Selection =
::::::::
# Use your professional photography skills to help dogs get adopted



## mylissyk (Feb 25, 2007)

This may have been suggested before, so if I'm repeating, my apologies.

I was on Petfinder.org today and ran across a pet portrait photography company that is taking professional photos of rescue dogs and using them to post on the dog's profile. 

I thought since several of our board members are such fantastic photographers, I would mention it. I think it would be a great way to use your skills to help homeless dogs get better exposure for adoption. 

You could work with the rescue or shelter of your choice and provide photographs for their Petfinder page of the available dogs. I just thought it was such a great thing to do, and the dogs were really shown to the best advantage and they were all beautiful pictures.


----------



## Jazz & Jules (Feb 25, 2007)

This is such a great idea! I certainly don't take the greatest photos but I bet I could swing it!


----------



## mylissyk (Feb 25, 2007)

Go for it! I'm sure there are rescues and shelters that would gladly accept the offer of really good pictures of the animals they have.


----------



## Jo Ellen (Feb 25, 2007)

> I certainly don't take the greatest photos


Umm...yes you do?

:wavey:


----------



## Rob's GRs (Feb 25, 2007)

This is a great idea. Sometimes the pictures I have seen of dogs on Petfinder.com and not that great, hard to see, or do not show the dogs potential. I feel this some times gets a dog over looked by not many people clicking on the dogs info in Petfinder. Dogs with good quality pictures that the photographer was able to get always get my attention to click on and glance at the reviews, as it probabaly does others.


----------



## linncurrie (Jan 25, 2008)

Great idea. I would offer up my time and skills but being in South Africa, 11 000 miles away .....


----------



## GoldenJoyx'stwo (Feb 25, 2007)

It's a wonderful thing to do, but remember it will break your heart. You are very much needed though.


----------



## Karen519 (Aug 21, 2006)

*Kimm*

Kimm: Is the rescue that uses this Pet Photography in Illinois?

What beautiful pictures!! I'm sure any picture gives them a much better chance of being adopted!!


----------



## GoldenJoyx'stwo (Feb 25, 2007)
::::::::
[Records pointing to named objects]
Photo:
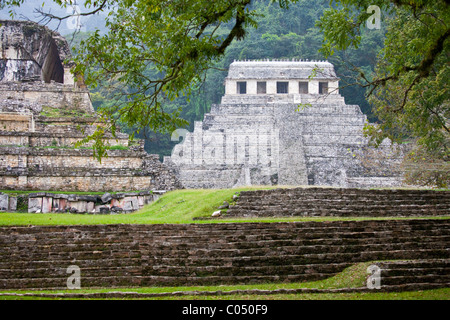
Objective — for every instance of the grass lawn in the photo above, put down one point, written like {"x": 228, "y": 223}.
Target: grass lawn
{"x": 179, "y": 206}
{"x": 182, "y": 206}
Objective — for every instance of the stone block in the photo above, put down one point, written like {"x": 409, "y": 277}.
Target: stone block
{"x": 106, "y": 197}
{"x": 4, "y": 202}
{"x": 12, "y": 204}
{"x": 47, "y": 204}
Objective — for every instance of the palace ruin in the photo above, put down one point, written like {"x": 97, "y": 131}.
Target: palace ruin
{"x": 44, "y": 111}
::::::::
Exercise set =
1. Decide whether each statement agrees with the thread about photographing rescue dogs, answering yes or no and quoting the deciding words: (a) mylissyk came across the pet portrait company on Petfinder.org; (b) Rob's GRs says dogs with good-quality pictures rarely catch his attention; (c) GoldenJoyx'stwo warns that the work will break your heart.
2. Present everything in the rows from the line containing "Objective — for every instance of the palace" down to the end of the rows as a Markdown table with the columns No. and Line, numbering each line and leaving out blank lines.
The forum thread and the rows are unrelated to each other.

Solutions per task =
1.
(a) Yes: "I was on Petfinder.org today and ran across a pet portrait photography company"
(b) No: "Dogs with good quality pictures that the photographer was able to get always get my attention to click on"
(c) Yes: "remember it will break your heart"

2.
| No. | Line |
|---|---|
| 1 | Objective — for every instance of the palace ruin in the photo above, put down one point, written like {"x": 97, "y": 131}. |
| 2 | Target: palace ruin |
| 3 | {"x": 44, "y": 111} |